### Your task:
Show each line from the records below in which the word "rear" occurs.
****
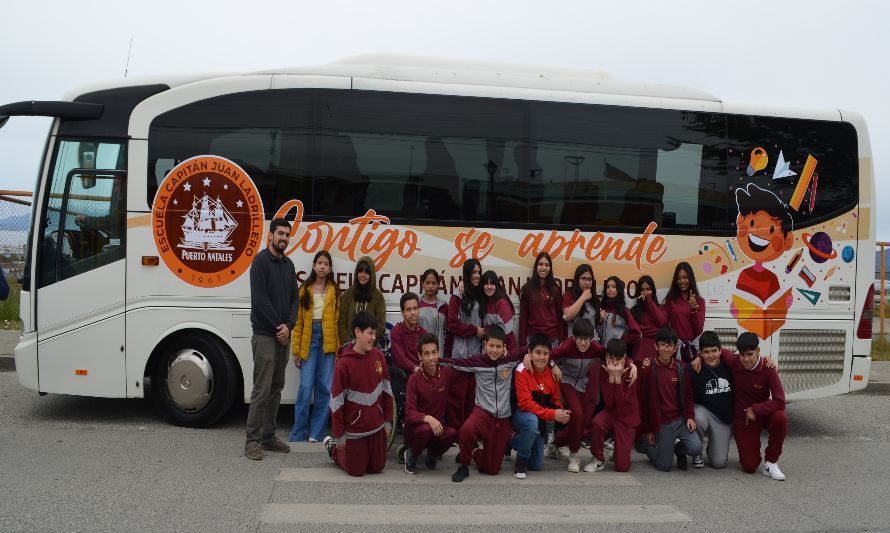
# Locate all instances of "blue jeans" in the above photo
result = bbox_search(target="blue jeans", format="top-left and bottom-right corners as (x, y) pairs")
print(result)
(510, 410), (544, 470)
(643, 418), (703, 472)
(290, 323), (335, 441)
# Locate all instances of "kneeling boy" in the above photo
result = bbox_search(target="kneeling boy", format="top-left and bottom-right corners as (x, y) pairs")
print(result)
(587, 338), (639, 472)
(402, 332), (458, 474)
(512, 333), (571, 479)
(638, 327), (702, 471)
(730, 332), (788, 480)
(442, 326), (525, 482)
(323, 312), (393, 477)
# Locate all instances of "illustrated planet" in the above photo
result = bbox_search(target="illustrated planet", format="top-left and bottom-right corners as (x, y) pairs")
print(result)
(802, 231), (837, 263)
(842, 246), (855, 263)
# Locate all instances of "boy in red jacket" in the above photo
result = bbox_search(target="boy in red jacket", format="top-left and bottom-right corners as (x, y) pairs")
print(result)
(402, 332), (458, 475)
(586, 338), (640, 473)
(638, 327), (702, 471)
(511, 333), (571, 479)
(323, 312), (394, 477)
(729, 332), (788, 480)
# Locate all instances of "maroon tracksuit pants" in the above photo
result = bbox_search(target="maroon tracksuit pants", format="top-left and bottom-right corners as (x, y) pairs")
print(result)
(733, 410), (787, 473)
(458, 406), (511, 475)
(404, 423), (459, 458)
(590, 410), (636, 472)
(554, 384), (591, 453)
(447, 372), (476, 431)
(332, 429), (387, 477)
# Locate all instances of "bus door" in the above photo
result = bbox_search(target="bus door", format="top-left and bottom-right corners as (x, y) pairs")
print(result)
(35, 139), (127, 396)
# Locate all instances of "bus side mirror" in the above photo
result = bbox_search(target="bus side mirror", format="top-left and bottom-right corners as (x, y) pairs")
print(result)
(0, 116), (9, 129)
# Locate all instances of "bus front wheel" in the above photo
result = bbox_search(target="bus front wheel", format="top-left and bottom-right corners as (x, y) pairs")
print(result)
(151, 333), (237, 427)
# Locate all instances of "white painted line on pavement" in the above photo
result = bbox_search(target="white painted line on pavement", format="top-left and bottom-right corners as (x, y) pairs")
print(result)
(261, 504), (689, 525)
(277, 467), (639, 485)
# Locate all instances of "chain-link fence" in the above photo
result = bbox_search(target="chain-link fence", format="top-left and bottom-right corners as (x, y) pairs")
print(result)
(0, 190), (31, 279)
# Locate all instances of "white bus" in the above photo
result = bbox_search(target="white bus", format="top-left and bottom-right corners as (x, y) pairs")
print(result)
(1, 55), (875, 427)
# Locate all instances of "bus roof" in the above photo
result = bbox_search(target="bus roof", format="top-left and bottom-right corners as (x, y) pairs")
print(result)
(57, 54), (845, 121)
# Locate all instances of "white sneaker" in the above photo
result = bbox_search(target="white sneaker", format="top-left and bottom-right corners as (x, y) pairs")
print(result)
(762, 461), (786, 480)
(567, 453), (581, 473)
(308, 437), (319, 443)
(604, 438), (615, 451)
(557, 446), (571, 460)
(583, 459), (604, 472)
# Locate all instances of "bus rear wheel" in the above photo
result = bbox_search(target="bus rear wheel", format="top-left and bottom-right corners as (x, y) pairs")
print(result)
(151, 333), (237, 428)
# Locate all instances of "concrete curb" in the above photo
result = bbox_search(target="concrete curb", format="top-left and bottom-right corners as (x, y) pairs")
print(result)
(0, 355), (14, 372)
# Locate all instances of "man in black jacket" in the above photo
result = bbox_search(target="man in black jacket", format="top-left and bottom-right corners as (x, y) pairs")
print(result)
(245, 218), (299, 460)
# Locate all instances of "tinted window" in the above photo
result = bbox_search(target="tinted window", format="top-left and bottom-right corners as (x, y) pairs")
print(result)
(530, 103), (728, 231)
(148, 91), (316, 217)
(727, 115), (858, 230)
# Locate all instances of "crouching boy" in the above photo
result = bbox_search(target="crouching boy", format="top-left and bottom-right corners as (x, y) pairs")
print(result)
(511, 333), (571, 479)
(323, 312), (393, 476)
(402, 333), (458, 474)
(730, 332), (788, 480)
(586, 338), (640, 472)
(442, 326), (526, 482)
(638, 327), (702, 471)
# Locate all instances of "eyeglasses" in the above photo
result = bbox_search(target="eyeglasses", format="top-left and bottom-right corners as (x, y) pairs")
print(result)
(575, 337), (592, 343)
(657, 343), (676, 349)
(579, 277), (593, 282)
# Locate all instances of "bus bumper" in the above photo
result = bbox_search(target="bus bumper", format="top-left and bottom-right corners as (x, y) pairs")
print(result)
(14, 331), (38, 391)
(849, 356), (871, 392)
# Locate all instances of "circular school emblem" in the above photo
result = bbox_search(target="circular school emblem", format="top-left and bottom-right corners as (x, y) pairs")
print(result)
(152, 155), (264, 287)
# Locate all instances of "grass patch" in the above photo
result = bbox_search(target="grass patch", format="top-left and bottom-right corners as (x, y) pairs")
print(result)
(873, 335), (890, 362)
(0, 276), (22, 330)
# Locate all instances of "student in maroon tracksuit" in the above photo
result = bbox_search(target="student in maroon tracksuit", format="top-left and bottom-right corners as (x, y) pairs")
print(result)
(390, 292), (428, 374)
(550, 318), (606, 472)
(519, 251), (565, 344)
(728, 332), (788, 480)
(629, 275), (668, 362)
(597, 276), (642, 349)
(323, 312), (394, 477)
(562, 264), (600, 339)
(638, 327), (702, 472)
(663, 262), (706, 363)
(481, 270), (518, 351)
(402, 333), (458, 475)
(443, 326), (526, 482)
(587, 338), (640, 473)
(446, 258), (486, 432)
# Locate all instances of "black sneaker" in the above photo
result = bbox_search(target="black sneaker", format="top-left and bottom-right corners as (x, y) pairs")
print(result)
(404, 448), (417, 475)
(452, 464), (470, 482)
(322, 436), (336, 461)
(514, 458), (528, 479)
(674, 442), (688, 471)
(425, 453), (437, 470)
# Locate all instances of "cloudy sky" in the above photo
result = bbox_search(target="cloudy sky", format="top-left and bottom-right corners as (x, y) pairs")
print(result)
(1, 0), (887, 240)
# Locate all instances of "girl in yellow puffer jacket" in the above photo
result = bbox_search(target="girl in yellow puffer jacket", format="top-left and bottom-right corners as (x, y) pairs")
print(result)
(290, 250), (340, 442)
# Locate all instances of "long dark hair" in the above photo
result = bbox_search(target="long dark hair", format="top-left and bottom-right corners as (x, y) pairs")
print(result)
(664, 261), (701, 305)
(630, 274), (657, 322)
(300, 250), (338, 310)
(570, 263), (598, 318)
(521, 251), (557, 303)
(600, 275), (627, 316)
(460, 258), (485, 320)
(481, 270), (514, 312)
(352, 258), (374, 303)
****
### Completed task:
# Locate all instances of "bus rear wheel" in the above photo
result = bbox_search(target="bus rear wheel", format="top-left and bottom-right corners as (x, y) pairs")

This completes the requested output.